• [Exercise instructions]:
The line containing "Zoom in on white" opens the span to copy, and the last line of the records below closes it. Write out that span exactly.

• [Records supplied]:
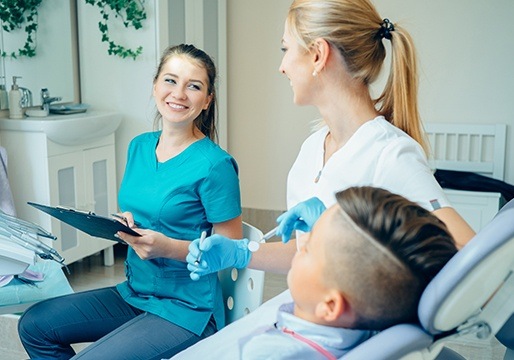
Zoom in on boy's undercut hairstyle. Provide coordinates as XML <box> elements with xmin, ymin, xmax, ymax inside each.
<box><xmin>326</xmin><ymin>186</ymin><xmax>457</xmax><ymax>330</ymax></box>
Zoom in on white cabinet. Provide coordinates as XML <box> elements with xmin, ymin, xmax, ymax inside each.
<box><xmin>0</xmin><ymin>113</ymin><xmax>121</xmax><ymax>265</ymax></box>
<box><xmin>444</xmin><ymin>189</ymin><xmax>505</xmax><ymax>233</ymax></box>
<box><xmin>47</xmin><ymin>142</ymin><xmax>118</xmax><ymax>264</ymax></box>
<box><xmin>425</xmin><ymin>123</ymin><xmax>508</xmax><ymax>232</ymax></box>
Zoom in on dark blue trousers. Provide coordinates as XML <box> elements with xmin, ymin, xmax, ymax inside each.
<box><xmin>18</xmin><ymin>287</ymin><xmax>216</xmax><ymax>360</ymax></box>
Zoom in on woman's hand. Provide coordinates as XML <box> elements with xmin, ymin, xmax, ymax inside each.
<box><xmin>111</xmin><ymin>211</ymin><xmax>139</xmax><ymax>229</ymax></box>
<box><xmin>276</xmin><ymin>197</ymin><xmax>326</xmax><ymax>243</ymax></box>
<box><xmin>113</xmin><ymin>211</ymin><xmax>180</xmax><ymax>260</ymax></box>
<box><xmin>115</xmin><ymin>216</ymin><xmax>243</xmax><ymax>262</ymax></box>
<box><xmin>186</xmin><ymin>234</ymin><xmax>252</xmax><ymax>280</ymax></box>
<box><xmin>116</xmin><ymin>229</ymin><xmax>175</xmax><ymax>260</ymax></box>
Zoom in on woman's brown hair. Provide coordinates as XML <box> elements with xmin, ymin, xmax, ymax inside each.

• [Result for this task]:
Zoom in on white cabinet. Provide coordinates as XML <box> elements with xmin, ymin, xmax, ymax inside each.
<box><xmin>0</xmin><ymin>113</ymin><xmax>121</xmax><ymax>265</ymax></box>
<box><xmin>444</xmin><ymin>189</ymin><xmax>505</xmax><ymax>233</ymax></box>
<box><xmin>47</xmin><ymin>142</ymin><xmax>118</xmax><ymax>264</ymax></box>
<box><xmin>425</xmin><ymin>123</ymin><xmax>508</xmax><ymax>232</ymax></box>
Zoom in on dark blue trousers. Provide coordinates as XML <box> elements with xmin, ymin, xmax, ymax inside each.
<box><xmin>18</xmin><ymin>287</ymin><xmax>216</xmax><ymax>360</ymax></box>
Zoom in on woman's hand. Provide coordinates as XML <box> elements with xmin, ymin, xmax, ymax inside each.
<box><xmin>111</xmin><ymin>211</ymin><xmax>139</xmax><ymax>229</ymax></box>
<box><xmin>276</xmin><ymin>197</ymin><xmax>326</xmax><ymax>243</ymax></box>
<box><xmin>113</xmin><ymin>211</ymin><xmax>180</xmax><ymax>260</ymax></box>
<box><xmin>115</xmin><ymin>216</ymin><xmax>243</xmax><ymax>262</ymax></box>
<box><xmin>186</xmin><ymin>234</ymin><xmax>252</xmax><ymax>280</ymax></box>
<box><xmin>116</xmin><ymin>229</ymin><xmax>175</xmax><ymax>260</ymax></box>
Zoom in on woman's brown hair. Provide coordinates as XML <box> elements with xmin, ymin, xmax, ymax inside each.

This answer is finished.